**PROBLEM DESCRIPTION**
Find and copy each line in the listing below that contains the string "jersey". Case counts.

## begin

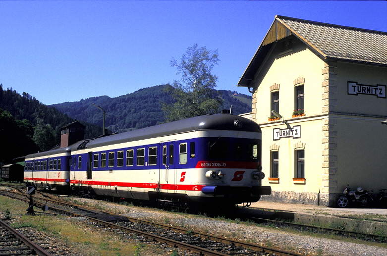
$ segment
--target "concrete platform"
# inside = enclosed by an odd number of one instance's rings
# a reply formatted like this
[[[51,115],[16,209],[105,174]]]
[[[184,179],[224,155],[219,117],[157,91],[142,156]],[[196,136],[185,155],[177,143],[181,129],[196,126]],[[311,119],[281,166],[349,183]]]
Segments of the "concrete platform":
[[[263,217],[271,219],[387,235],[387,209],[386,208],[333,208],[266,201],[253,203],[251,207],[261,209],[257,211],[247,208],[241,210],[255,212]],[[280,211],[276,210],[280,210]]]

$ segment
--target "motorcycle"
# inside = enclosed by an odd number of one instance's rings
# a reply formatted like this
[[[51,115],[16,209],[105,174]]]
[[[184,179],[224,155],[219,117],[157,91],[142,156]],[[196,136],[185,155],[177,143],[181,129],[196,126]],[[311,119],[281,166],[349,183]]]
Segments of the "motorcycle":
[[[349,186],[349,185],[347,185]],[[372,201],[368,192],[360,187],[356,191],[350,191],[350,188],[346,187],[343,191],[343,196],[337,199],[337,205],[342,208],[353,206],[358,204],[361,207],[366,207]]]

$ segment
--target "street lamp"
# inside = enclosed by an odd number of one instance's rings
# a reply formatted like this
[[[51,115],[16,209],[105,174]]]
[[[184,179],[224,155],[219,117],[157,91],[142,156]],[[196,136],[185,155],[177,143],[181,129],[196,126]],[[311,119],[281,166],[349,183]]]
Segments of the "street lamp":
[[[102,127],[102,134],[103,135],[105,135],[105,113],[106,113],[106,111],[105,110],[105,109],[102,108],[101,107],[100,107],[98,105],[96,105],[94,103],[93,103],[92,104],[93,104],[93,105],[94,105],[94,106],[95,106],[97,108],[99,108],[100,109],[102,110],[103,111],[103,112],[104,112],[104,121],[103,121],[103,122],[102,123],[102,126],[103,126],[103,127]]]

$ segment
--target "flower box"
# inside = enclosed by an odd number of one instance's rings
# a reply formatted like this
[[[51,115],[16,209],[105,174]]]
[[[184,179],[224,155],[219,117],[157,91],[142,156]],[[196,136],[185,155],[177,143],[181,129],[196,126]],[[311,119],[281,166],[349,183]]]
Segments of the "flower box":
[[[293,114],[291,115],[292,117],[297,117],[297,116],[302,116],[303,115],[305,115],[305,113],[301,113],[301,114]]]
[[[305,178],[293,178],[293,183],[295,184],[305,184]]]

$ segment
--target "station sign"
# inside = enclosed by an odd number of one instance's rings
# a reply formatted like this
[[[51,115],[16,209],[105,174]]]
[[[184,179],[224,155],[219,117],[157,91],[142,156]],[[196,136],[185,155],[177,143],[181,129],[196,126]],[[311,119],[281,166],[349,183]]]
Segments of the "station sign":
[[[348,94],[357,95],[366,94],[374,95],[378,98],[386,98],[386,86],[377,85],[365,85],[358,84],[357,82],[348,82]]]
[[[295,125],[291,128],[273,129],[274,141],[278,141],[282,138],[301,138],[301,125]]]

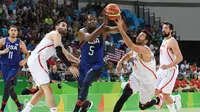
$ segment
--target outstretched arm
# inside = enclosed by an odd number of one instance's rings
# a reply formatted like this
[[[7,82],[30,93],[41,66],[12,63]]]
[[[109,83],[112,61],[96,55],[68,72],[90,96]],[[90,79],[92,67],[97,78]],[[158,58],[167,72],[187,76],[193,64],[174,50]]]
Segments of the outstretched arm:
[[[115,22],[115,23],[117,24],[117,27],[122,35],[122,38],[123,38],[125,44],[128,46],[128,48],[130,48],[131,50],[138,52],[140,54],[148,54],[149,53],[149,49],[147,49],[143,46],[138,46],[131,41],[131,39],[128,37],[128,35],[122,28],[122,19],[121,18],[119,18],[118,22]]]
[[[122,63],[126,62],[128,60],[130,60],[133,56],[133,51],[129,51],[128,53],[126,53],[121,59],[120,61],[117,63],[117,71],[119,72],[122,69]]]
[[[95,40],[100,33],[104,30],[106,24],[108,23],[107,19],[104,19],[104,22],[102,25],[94,30],[92,33],[88,33],[84,28],[80,29],[78,32],[78,37],[80,41],[86,40],[86,41],[93,41]]]

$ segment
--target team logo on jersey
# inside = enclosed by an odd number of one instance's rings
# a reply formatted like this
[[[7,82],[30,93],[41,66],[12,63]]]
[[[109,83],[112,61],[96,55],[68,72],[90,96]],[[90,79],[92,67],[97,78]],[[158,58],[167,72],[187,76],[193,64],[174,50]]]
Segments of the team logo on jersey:
[[[6,45],[6,48],[9,48],[10,50],[17,50],[17,46],[15,45]]]
[[[93,42],[88,42],[88,44],[97,44],[100,43],[99,38],[96,38],[96,40],[94,40]]]

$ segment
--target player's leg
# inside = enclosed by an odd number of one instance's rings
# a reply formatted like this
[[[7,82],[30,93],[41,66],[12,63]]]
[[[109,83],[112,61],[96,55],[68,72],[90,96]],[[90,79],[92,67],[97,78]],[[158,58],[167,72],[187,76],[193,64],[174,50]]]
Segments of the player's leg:
[[[177,110],[180,112],[181,108],[182,108],[182,104],[181,104],[181,95],[177,94],[177,95],[171,95],[174,103],[176,104],[176,108]]]
[[[54,100],[54,97],[53,97],[53,94],[52,94],[52,89],[51,89],[50,83],[42,84],[41,88],[44,91],[46,102],[47,102],[47,105],[50,108],[50,111],[51,112],[57,112],[57,108],[56,108],[55,100]]]
[[[5,109],[5,106],[9,98],[9,90],[11,86],[12,86],[12,82],[5,82],[4,84],[4,93],[3,93],[3,98],[2,98],[1,111],[4,111]]]
[[[16,85],[16,82],[17,82],[17,79],[15,78],[12,83],[12,87],[10,88],[9,90],[9,93],[10,93],[10,97],[12,98],[12,100],[15,102],[15,104],[17,105],[17,108],[19,111],[21,111],[24,107],[24,105],[22,103],[19,102],[18,100],[18,97],[17,97],[17,94],[15,93],[14,91],[14,85]]]
[[[176,112],[174,101],[170,96],[170,94],[172,93],[172,90],[174,88],[177,76],[178,76],[178,70],[166,70],[165,78],[163,78],[158,88],[159,90],[162,90],[162,94],[164,96],[164,99],[166,101],[167,107],[170,112]]]
[[[42,88],[39,88],[39,91],[37,91],[31,98],[30,102],[26,105],[26,107],[23,109],[22,112],[29,112],[34,105],[44,96],[44,92]]]
[[[113,112],[120,112],[124,103],[128,100],[128,98],[133,94],[132,89],[130,88],[130,84],[127,83],[121,97],[117,101],[117,103],[114,106]]]
[[[88,96],[89,86],[101,74],[102,74],[102,69],[99,69],[99,70],[91,69],[87,72],[86,77],[84,78],[84,81],[83,81],[83,84],[82,84],[82,89],[81,89],[79,96],[78,96],[78,100],[76,102],[77,106],[83,107],[83,109],[86,109],[86,110],[81,110],[82,112],[87,111],[92,106],[92,102],[86,100],[86,98]],[[74,112],[78,112],[78,110],[74,109]]]
[[[82,66],[80,65],[80,67],[79,67],[79,77],[78,77],[78,94],[77,94],[77,96],[79,95],[79,93],[81,91],[85,75],[86,75],[86,73],[85,73],[84,69],[82,69]],[[80,110],[80,106],[75,104],[74,111],[79,111],[79,110]]]
[[[150,108],[154,105],[157,105],[160,102],[159,97],[152,99],[152,97],[155,94],[155,92],[152,90],[155,90],[154,84],[143,84],[142,87],[139,88],[139,96],[140,96],[139,108],[141,110]]]

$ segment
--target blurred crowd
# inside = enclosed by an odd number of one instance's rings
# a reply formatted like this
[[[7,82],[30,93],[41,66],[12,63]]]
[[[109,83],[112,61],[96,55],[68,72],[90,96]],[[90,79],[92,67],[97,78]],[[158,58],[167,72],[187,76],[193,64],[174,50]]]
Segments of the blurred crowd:
[[[54,23],[62,18],[68,23],[68,34],[63,38],[62,42],[65,48],[74,56],[79,57],[80,49],[77,38],[77,32],[84,27],[85,15],[96,14],[98,17],[98,25],[103,22],[102,10],[106,4],[88,3],[86,7],[77,9],[73,1],[68,3],[64,0],[64,4],[58,5],[56,0],[7,0],[3,6],[0,6],[0,38],[8,36],[8,26],[15,24],[18,26],[18,38],[23,40],[28,50],[31,52],[35,49],[44,35],[53,30]],[[109,23],[113,25],[113,23]],[[150,49],[154,52],[156,60],[159,58],[159,46],[163,40],[161,36],[161,25],[140,25],[138,28],[129,27],[127,34],[132,41],[135,42],[137,34],[142,29],[146,29],[153,35],[153,41],[150,44]],[[175,35],[174,35],[175,36]],[[120,73],[116,70],[116,64],[121,57],[113,60],[109,57],[109,53],[119,50],[121,56],[130,49],[124,44],[121,35],[107,35],[105,41],[105,69],[99,81],[125,81],[128,79],[132,71],[133,60],[123,63],[123,69]],[[52,82],[59,81],[75,81],[71,73],[66,69],[66,66],[60,61],[57,56],[51,57],[48,61],[50,68],[50,78]],[[22,69],[28,72],[28,68]],[[186,61],[180,65],[179,77],[176,81],[174,91],[199,91],[200,81],[198,82],[199,69],[193,64],[190,65]]]

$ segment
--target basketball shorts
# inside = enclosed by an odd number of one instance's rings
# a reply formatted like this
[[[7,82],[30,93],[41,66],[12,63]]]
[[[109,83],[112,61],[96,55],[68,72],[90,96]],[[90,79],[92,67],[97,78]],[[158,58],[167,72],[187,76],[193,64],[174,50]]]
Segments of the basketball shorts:
[[[47,63],[39,54],[32,53],[27,64],[37,86],[50,83]]]
[[[172,93],[177,76],[178,69],[158,69],[156,89],[163,93]]]
[[[130,84],[133,94],[139,92],[140,103],[146,104],[151,101],[155,94],[155,83],[142,84],[133,74],[131,74],[128,83]]]

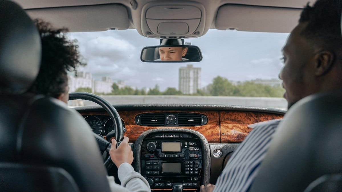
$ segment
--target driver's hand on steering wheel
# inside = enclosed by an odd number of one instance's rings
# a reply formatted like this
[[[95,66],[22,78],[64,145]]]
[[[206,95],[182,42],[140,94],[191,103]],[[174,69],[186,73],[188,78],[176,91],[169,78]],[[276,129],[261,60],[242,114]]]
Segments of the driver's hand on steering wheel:
[[[111,147],[109,151],[110,158],[116,166],[119,167],[122,163],[127,163],[130,165],[133,162],[133,152],[132,148],[128,145],[129,139],[124,137],[123,140],[116,148],[116,141],[111,140]]]
[[[200,190],[200,192],[212,192],[214,190],[215,187],[215,185],[212,185],[210,183],[208,183],[207,186],[202,185],[199,188]]]

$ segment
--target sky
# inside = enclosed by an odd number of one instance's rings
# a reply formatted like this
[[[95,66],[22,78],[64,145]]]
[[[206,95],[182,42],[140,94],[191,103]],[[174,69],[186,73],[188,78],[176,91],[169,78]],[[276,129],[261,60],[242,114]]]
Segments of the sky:
[[[88,64],[79,70],[89,72],[100,80],[109,77],[115,82],[139,88],[161,91],[178,88],[180,67],[193,64],[200,67],[201,87],[218,76],[233,81],[278,78],[283,66],[281,49],[287,33],[247,32],[210,29],[202,37],[186,39],[199,46],[203,60],[198,63],[147,63],[140,59],[144,47],[159,45],[159,39],[143,37],[135,29],[71,33],[77,39],[84,60]]]

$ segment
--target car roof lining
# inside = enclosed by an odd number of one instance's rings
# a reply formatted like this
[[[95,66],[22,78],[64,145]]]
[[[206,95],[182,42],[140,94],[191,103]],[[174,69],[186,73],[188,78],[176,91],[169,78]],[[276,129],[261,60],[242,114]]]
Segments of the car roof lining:
[[[308,0],[196,0],[188,2],[197,2],[203,5],[205,8],[205,24],[202,35],[209,28],[224,30],[235,28],[243,31],[289,32],[298,23],[299,18],[298,13],[300,13]],[[143,7],[148,3],[153,4],[155,2],[157,4],[161,2],[152,0],[137,1],[137,8],[134,9],[130,4],[131,0],[47,0],[42,2],[40,0],[15,1],[26,9],[32,17],[39,17],[44,19],[48,18],[48,21],[56,27],[59,27],[62,24],[64,24],[63,26],[69,28],[71,32],[100,31],[110,28],[118,29],[136,29],[140,35],[144,36],[145,36],[142,31],[141,27]],[[310,1],[314,2],[313,0]],[[171,1],[169,2],[170,4],[177,2]],[[184,3],[187,1],[181,2]],[[125,7],[127,16],[122,14],[123,9],[120,9],[121,11],[119,11],[121,13],[117,14],[115,13],[115,11],[111,13],[109,8],[106,10],[106,8],[104,7],[114,5],[120,5],[122,6],[121,8]],[[267,7],[261,8],[254,6]],[[242,14],[238,10],[234,10],[239,8],[242,9]],[[225,12],[220,11],[221,9],[224,9],[223,11],[229,10],[232,11]],[[256,11],[254,15],[246,13],[248,12],[249,9],[253,11]],[[267,11],[260,11],[263,9]],[[88,14],[89,15],[82,14],[82,9],[88,9],[87,13],[91,14]],[[60,11],[61,12],[58,13]],[[76,13],[74,14],[74,11]],[[54,16],[49,16],[52,15],[51,13],[55,14]],[[237,13],[239,14],[239,16],[236,16]],[[60,15],[66,14],[68,15],[67,17]],[[290,19],[284,19],[289,16],[291,16]],[[94,16],[96,16],[94,17]],[[256,18],[258,18],[262,19]],[[269,20],[265,20],[264,19],[270,18],[272,18],[273,21],[271,24]],[[250,21],[251,18],[254,19],[252,19],[253,25],[251,25],[251,22],[248,22]],[[82,20],[87,22],[82,22]]]

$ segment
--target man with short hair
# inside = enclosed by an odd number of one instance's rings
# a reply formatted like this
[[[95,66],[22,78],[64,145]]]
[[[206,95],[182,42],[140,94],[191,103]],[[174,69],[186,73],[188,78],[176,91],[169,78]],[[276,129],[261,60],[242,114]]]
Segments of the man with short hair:
[[[188,47],[159,47],[159,56],[160,58],[156,60],[188,61],[189,59],[183,58],[187,51]]]
[[[318,0],[302,12],[282,50],[284,66],[279,77],[288,108],[307,96],[342,90],[341,11],[341,0]],[[255,127],[229,160],[216,186],[202,186],[201,191],[248,191],[280,121]]]

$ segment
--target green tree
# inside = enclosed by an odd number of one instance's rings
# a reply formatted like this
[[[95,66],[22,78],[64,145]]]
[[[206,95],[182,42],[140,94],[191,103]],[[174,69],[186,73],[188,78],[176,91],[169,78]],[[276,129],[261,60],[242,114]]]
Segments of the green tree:
[[[181,95],[182,92],[177,91],[174,87],[168,87],[165,91],[163,92],[162,94],[164,95]]]
[[[114,83],[111,85],[111,88],[113,89],[111,91],[113,95],[119,95],[119,86],[116,83]]]
[[[161,94],[161,93],[159,91],[159,86],[158,85],[156,85],[154,88],[153,89],[150,88],[147,92],[147,95],[158,95]]]
[[[85,92],[92,93],[91,88],[90,87],[79,87],[76,90],[75,92]]]
[[[210,93],[213,96],[233,96],[235,86],[226,78],[218,76],[213,80]]]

## end

**THE ANSWER**
--target team logo on jersey
Segments of the team logo on jersey:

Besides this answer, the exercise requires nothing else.